Only the lines below starting at the one that contains "Target: soil" and ending at the one that contains "Where can the harvested" are to be reproduced, exactly and with both ends kept.

(LISTED ENTRIES)

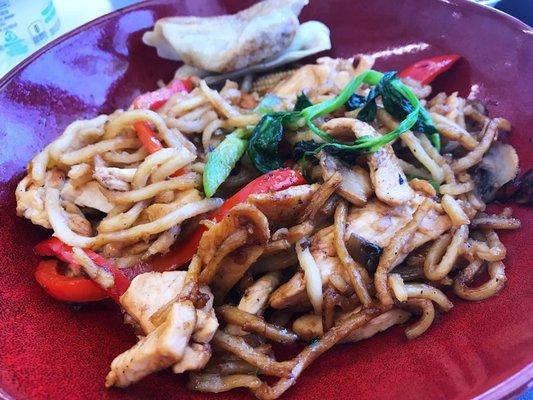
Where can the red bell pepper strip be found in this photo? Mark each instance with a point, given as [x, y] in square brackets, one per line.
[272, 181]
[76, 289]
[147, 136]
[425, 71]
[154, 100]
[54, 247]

(End LISTED ENTRIES)
(LISTED ENTRIES)

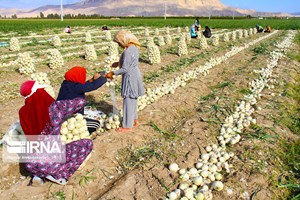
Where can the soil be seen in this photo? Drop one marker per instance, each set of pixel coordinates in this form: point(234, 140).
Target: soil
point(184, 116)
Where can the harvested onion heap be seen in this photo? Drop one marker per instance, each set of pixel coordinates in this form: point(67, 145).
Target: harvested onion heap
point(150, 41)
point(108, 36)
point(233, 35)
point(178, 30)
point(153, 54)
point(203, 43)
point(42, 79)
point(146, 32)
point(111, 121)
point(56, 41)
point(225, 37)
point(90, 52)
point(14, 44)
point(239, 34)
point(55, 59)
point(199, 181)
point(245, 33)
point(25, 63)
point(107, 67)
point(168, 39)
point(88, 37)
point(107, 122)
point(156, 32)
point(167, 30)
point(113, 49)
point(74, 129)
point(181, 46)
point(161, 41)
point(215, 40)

(End LISTED ENTRIES)

● SOLUTION FOR THIS PROBLEM
Target: soil
point(184, 116)
Where can the harvested onion heap be seen in this photo? Drop one marker per instance, each set of pixel coordinates in this form: point(67, 145).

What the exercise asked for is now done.